-- START Dataset entries --

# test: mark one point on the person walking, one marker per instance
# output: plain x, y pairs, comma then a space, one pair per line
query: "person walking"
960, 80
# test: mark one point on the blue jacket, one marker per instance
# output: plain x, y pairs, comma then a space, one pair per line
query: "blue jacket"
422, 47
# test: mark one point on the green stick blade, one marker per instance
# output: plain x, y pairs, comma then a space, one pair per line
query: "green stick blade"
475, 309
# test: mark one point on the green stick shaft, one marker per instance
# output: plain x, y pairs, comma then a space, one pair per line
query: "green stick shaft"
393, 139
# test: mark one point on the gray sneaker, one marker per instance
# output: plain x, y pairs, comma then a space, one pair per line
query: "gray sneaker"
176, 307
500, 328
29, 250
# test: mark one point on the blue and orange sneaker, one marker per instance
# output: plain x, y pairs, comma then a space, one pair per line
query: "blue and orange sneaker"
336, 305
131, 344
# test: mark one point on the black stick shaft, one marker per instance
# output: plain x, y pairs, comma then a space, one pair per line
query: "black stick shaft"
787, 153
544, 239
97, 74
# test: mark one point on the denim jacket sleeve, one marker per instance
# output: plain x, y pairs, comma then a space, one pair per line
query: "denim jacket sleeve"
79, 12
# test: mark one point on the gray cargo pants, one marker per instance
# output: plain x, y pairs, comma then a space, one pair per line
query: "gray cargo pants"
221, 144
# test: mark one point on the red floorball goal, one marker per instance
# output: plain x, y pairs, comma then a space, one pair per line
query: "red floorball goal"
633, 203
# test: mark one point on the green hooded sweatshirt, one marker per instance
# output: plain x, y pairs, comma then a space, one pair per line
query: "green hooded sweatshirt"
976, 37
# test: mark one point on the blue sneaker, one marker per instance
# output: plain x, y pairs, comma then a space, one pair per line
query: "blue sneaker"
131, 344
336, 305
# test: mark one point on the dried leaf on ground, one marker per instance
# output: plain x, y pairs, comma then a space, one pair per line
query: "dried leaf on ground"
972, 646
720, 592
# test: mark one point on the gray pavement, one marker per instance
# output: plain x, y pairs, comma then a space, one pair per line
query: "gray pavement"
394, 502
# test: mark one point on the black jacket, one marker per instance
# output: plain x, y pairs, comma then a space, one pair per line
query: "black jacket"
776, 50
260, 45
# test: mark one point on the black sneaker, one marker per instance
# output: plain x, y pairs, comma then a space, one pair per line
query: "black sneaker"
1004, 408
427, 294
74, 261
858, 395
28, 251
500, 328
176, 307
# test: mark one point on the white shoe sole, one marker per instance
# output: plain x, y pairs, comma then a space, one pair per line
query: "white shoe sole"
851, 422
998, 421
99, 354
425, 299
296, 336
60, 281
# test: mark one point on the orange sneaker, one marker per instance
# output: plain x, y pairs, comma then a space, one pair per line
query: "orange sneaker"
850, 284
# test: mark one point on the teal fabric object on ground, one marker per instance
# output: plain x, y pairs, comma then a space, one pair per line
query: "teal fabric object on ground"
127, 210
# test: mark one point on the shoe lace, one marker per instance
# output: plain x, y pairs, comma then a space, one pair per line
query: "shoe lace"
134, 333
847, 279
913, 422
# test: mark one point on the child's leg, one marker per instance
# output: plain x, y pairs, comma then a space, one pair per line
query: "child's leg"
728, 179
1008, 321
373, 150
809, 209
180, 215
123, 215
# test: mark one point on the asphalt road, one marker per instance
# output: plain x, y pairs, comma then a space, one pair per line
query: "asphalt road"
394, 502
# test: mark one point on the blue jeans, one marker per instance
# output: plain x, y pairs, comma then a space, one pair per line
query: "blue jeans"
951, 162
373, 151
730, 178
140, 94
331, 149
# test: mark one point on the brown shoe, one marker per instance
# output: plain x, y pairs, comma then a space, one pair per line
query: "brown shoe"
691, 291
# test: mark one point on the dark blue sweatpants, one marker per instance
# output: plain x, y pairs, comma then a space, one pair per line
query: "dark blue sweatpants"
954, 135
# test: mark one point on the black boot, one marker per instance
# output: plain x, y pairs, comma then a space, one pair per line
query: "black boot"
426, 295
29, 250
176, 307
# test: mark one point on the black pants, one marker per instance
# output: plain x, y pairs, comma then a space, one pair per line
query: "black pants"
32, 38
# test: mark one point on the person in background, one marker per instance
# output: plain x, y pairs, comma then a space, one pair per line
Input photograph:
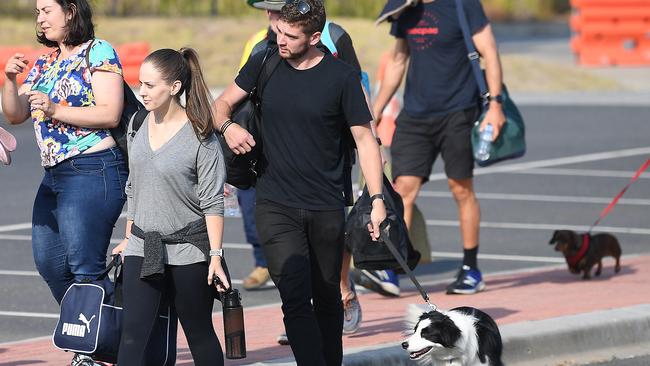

-- END Dataset entries --

- What is required: List every line of the records above that contains the string "black", matching case exactly.

- Exercise response:
# test: mark one point on the black stick shaft, one marker per instance
query: "black stick shaft"
# test: mark one point on the black jacket, one marker per instance
query: "black jacket"
# test: mark one point on the black sneaker, one marker per instance
query: "black sneaker"
# test: mark one point on the black boot, one marker per instance
query: "black boot"
# test: mark one point on the black pants, one marker per instance
query: "black pants"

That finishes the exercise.